**DESCRIPTION OF THE TASK:** Recast every line of the data below as a numbered list, one line per item, and omit the blank lines.

**TASK MATERIAL:**

# # # # #

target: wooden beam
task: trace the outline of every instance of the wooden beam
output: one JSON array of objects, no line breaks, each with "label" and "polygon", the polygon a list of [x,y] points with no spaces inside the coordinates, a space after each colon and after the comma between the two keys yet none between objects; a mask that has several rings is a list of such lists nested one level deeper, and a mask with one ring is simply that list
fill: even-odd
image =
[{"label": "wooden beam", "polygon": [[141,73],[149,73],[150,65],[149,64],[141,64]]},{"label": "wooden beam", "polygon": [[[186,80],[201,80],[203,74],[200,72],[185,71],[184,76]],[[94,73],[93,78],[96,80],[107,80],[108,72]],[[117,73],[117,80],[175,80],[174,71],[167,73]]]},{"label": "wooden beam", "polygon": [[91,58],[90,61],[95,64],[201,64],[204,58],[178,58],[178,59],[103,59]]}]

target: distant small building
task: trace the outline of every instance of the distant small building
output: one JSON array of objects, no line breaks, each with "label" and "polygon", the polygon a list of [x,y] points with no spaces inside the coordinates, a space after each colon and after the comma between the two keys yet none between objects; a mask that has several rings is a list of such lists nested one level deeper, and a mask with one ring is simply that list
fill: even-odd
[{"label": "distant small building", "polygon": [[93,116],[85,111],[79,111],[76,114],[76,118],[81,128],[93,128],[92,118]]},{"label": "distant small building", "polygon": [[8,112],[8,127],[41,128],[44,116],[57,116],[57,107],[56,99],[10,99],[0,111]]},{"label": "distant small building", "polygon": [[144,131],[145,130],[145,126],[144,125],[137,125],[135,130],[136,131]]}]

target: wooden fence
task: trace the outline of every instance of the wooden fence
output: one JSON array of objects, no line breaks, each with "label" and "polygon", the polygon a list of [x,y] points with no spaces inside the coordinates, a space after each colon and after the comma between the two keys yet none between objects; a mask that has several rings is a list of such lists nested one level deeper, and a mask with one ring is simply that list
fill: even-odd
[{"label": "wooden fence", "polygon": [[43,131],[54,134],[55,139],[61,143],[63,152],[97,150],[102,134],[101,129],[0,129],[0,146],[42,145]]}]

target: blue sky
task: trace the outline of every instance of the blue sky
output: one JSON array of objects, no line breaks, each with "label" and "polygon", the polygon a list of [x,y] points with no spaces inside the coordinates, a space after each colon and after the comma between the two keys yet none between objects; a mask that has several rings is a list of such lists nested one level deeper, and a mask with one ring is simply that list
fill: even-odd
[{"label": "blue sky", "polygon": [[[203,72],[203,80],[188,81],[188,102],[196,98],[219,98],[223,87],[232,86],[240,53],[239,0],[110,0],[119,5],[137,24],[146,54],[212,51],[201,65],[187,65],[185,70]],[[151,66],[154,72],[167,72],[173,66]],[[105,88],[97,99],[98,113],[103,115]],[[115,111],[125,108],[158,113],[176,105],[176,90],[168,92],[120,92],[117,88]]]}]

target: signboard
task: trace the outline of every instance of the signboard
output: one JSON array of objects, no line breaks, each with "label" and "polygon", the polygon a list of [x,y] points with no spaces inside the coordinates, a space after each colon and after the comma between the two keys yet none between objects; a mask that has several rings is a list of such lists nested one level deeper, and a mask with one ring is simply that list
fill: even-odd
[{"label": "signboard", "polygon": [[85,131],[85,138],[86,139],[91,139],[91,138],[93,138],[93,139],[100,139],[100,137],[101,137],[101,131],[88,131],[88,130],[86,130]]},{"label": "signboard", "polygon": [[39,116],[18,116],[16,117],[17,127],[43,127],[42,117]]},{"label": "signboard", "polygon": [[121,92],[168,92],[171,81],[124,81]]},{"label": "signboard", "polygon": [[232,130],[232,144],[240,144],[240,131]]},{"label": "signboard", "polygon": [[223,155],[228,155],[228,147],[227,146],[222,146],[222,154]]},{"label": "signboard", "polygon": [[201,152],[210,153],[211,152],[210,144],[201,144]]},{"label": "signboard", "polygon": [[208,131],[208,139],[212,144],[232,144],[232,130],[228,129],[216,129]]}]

# # # # #

**SOLUTION:**
1. target: wooden beam
2. task: trace the outline of every instance of the wooden beam
3. output: one JSON array of objects, no line breaks, each with "label" and "polygon", the polygon a list of [x,y] points with no spaces inside the coordinates, a space after each colon and after the comma between the two keys yet none between objects; a mask that has several rings is a list of such lists nested one level deeper, and a mask with one ring is simply that list
4. fill: even-odd
5. image =
6. [{"label": "wooden beam", "polygon": [[141,73],[149,73],[150,65],[149,64],[141,64]]},{"label": "wooden beam", "polygon": [[[186,80],[201,80],[203,74],[200,72],[185,71],[184,76]],[[94,73],[93,78],[96,80],[107,80],[108,72]],[[117,73],[117,80],[175,80],[174,71],[167,73]]]},{"label": "wooden beam", "polygon": [[91,58],[90,61],[95,64],[201,64],[204,58],[178,58],[178,59],[103,59]]}]
7. target: distant small building
8. task: trace the outline of every instance of the distant small building
9. output: one JSON array of objects, no line breaks, each with "label" and "polygon", the polygon a list of [x,y] points with no spaces inside the coordinates, a space after each colon and after the comma between the two keys yet none between objects; a mask that has several rings is a list of such lists nested one level deeper, and a mask with one ring is simply that list
10. fill: even-odd
11. [{"label": "distant small building", "polygon": [[93,116],[85,111],[79,111],[76,114],[76,118],[81,128],[93,128],[92,118]]},{"label": "distant small building", "polygon": [[8,112],[8,127],[41,128],[44,116],[57,116],[57,107],[56,99],[10,99],[0,111]]},{"label": "distant small building", "polygon": [[144,131],[145,130],[145,126],[144,125],[137,125],[135,130],[136,131]]}]
12. target: wooden fence
13. task: trace the outline of every instance of the wooden fence
14. output: one JSON array of objects, no line breaks, each with "label" and "polygon", the polygon a list of [x,y] points with no spaces inside the coordinates, a space after each colon and after the comma between the two keys yet none between objects; a mask that has several rings is a list of such lists nested one level deeper, and a mask with one ring is simply that list
15. fill: even-odd
16. [{"label": "wooden fence", "polygon": [[43,131],[54,134],[55,139],[61,143],[63,152],[97,150],[102,134],[101,129],[0,129],[0,146],[42,145]]}]
17. target: blue sky
18. task: trace the outline of every instance of the blue sky
19. output: one JSON array of objects, no line breaks, each with "label" and "polygon", the polygon a list of [x,y] points with no spaces inside the coordinates, a space after each colon and after the comma between the two keys yet none between objects; a mask that has several rings is a list of such lists nested one level deeper, and a mask with one ring is simply that list
20. fill: even-odd
21. [{"label": "blue sky", "polygon": [[[203,72],[203,80],[188,81],[188,102],[196,98],[219,98],[223,87],[232,86],[240,53],[239,0],[110,0],[119,5],[137,24],[146,54],[212,51],[201,65],[187,65],[185,70]],[[151,66],[154,72],[167,72],[173,66]],[[105,88],[97,99],[98,113],[103,115]],[[115,111],[125,108],[158,113],[176,105],[176,90],[168,92],[120,92],[117,88]]]}]
22. target: signboard
23. task: trace the outline of every instance of the signboard
24. output: one JSON array of objects, no line breaks, each with "label" and "polygon", the polygon a list of [x,y] points with no spaces inside the coordinates, a space after each colon and after the comma between the two keys yet none between objects; a mask that has several rings is a list of such lists nested one level deeper, and a mask with one ring is simply that list
25. fill: even-odd
26. [{"label": "signboard", "polygon": [[85,131],[85,138],[86,139],[91,139],[91,138],[93,138],[93,139],[100,139],[100,137],[101,137],[101,131],[88,131],[88,130],[86,130]]},{"label": "signboard", "polygon": [[39,116],[18,116],[16,117],[17,127],[43,127],[42,117]]},{"label": "signboard", "polygon": [[121,92],[168,92],[171,81],[124,81]]},{"label": "signboard", "polygon": [[232,130],[232,144],[240,144],[240,131]]},{"label": "signboard", "polygon": [[223,155],[228,155],[228,147],[227,146],[222,146],[222,154]]},{"label": "signboard", "polygon": [[201,152],[210,153],[211,152],[210,144],[201,144]]},{"label": "signboard", "polygon": [[208,131],[208,139],[212,144],[232,144],[232,130],[228,129],[216,129]]}]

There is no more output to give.